Start of RECORD SET

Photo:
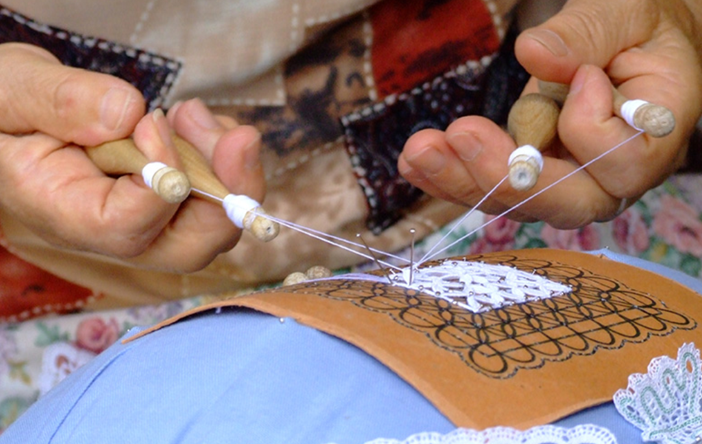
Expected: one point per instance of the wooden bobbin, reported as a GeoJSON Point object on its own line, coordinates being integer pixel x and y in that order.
{"type": "Point", "coordinates": [532, 122]}
{"type": "Point", "coordinates": [315, 272]}
{"type": "Point", "coordinates": [206, 186]}
{"type": "Point", "coordinates": [122, 157]}
{"type": "Point", "coordinates": [654, 120]}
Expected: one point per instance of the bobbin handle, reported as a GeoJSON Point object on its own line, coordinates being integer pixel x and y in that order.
{"type": "Point", "coordinates": [532, 123]}
{"type": "Point", "coordinates": [654, 120]}
{"type": "Point", "coordinates": [122, 157]}
{"type": "Point", "coordinates": [243, 211]}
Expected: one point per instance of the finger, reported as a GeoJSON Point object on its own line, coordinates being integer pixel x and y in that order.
{"type": "Point", "coordinates": [629, 170]}
{"type": "Point", "coordinates": [61, 195]}
{"type": "Point", "coordinates": [37, 93]}
{"type": "Point", "coordinates": [432, 163]}
{"type": "Point", "coordinates": [571, 203]}
{"type": "Point", "coordinates": [584, 32]}
{"type": "Point", "coordinates": [201, 228]}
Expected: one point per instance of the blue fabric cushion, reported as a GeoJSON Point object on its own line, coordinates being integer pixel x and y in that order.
{"type": "Point", "coordinates": [247, 377]}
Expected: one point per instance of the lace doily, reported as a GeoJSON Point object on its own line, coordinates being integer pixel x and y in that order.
{"type": "Point", "coordinates": [476, 286]}
{"type": "Point", "coordinates": [583, 434]}
{"type": "Point", "coordinates": [666, 402]}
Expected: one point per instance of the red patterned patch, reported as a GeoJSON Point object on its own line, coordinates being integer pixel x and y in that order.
{"type": "Point", "coordinates": [416, 41]}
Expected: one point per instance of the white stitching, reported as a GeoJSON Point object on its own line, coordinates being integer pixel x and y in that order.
{"type": "Point", "coordinates": [367, 62]}
{"type": "Point", "coordinates": [338, 14]}
{"type": "Point", "coordinates": [496, 18]}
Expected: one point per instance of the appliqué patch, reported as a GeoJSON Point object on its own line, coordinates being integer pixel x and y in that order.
{"type": "Point", "coordinates": [152, 74]}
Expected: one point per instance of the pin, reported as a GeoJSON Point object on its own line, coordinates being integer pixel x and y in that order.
{"type": "Point", "coordinates": [377, 262]}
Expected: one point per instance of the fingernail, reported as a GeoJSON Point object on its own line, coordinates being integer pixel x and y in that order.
{"type": "Point", "coordinates": [466, 145]}
{"type": "Point", "coordinates": [428, 159]}
{"type": "Point", "coordinates": [202, 116]}
{"type": "Point", "coordinates": [114, 106]}
{"type": "Point", "coordinates": [174, 109]}
{"type": "Point", "coordinates": [164, 130]}
{"type": "Point", "coordinates": [252, 159]}
{"type": "Point", "coordinates": [579, 80]}
{"type": "Point", "coordinates": [549, 40]}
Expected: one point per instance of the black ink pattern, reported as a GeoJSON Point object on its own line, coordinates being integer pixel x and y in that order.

End of RECORD SET

* TASK TO CARRY OUT
Please print the entries exactly as they stand. Images are not part of the copy.

* EXERCISE RESPONSE
Photo:
Expected: one point per instance of the wooden bobbin, reported as a GeoJSON Point object on its own line, coordinates being integer pixel x and y in that order.
{"type": "Point", "coordinates": [532, 122]}
{"type": "Point", "coordinates": [315, 272]}
{"type": "Point", "coordinates": [206, 186]}
{"type": "Point", "coordinates": [122, 157]}
{"type": "Point", "coordinates": [654, 120]}
Expected: one point per instance of the bobbin handle, reported as a GeoJSON Point object on its own line, coordinates being integer pixel x and y in that order.
{"type": "Point", "coordinates": [532, 123]}
{"type": "Point", "coordinates": [654, 120]}
{"type": "Point", "coordinates": [122, 157]}
{"type": "Point", "coordinates": [243, 211]}
Expected: one point per instance of the finger, reported as a GeoJSON Point object on its own line, coordinates being integer pixel x and y in that order.
{"type": "Point", "coordinates": [629, 170]}
{"type": "Point", "coordinates": [61, 195]}
{"type": "Point", "coordinates": [37, 93]}
{"type": "Point", "coordinates": [432, 163]}
{"type": "Point", "coordinates": [571, 203]}
{"type": "Point", "coordinates": [584, 32]}
{"type": "Point", "coordinates": [201, 228]}
Expected: one point per instance of the blue fabric cushion, reported as a GeoJSON Point object on its own line, coordinates being integer pixel x and y in that order.
{"type": "Point", "coordinates": [247, 377]}
Expected: one point per instance of the lace doily, reported as a GeoJSON Point object on its own line, coordinates being integer pixel x and y in that order.
{"type": "Point", "coordinates": [476, 286]}
{"type": "Point", "coordinates": [583, 434]}
{"type": "Point", "coordinates": [666, 402]}
Expected: one point per instance of the red patterned patch, reported as a GeoJSON Point object on its own line, coordinates being integer pixel x and y in that order.
{"type": "Point", "coordinates": [416, 41]}
Expected: one point per instance of the white stitching, reported as a GeoJSON Point object on its own line, coordinates being integer pixel x and y in that order.
{"type": "Point", "coordinates": [367, 62]}
{"type": "Point", "coordinates": [338, 14]}
{"type": "Point", "coordinates": [496, 18]}
Expected: one point per instance of the appliqué patch, reported as a GeoJSON Point object on its own line, coordinates being integer pixel x and y in that order.
{"type": "Point", "coordinates": [152, 74]}
Expected: one point per instance of the pin, reported as a GeoJSON Point object on its own line, coordinates being integer pixel x and y in that order.
{"type": "Point", "coordinates": [377, 262]}
Expected: one point per instance of the fingernail, reported as a GeoJSON Point object on its own line, coordinates being integer pixel x and y in that order.
{"type": "Point", "coordinates": [466, 145]}
{"type": "Point", "coordinates": [428, 159]}
{"type": "Point", "coordinates": [202, 116]}
{"type": "Point", "coordinates": [114, 106]}
{"type": "Point", "coordinates": [174, 109]}
{"type": "Point", "coordinates": [164, 130]}
{"type": "Point", "coordinates": [252, 159]}
{"type": "Point", "coordinates": [579, 80]}
{"type": "Point", "coordinates": [549, 40]}
Expected: one point per instance of the black ink pattern, reported as a GeoJSON Point object on its own line, coordinates being integer pixel x and y in that order.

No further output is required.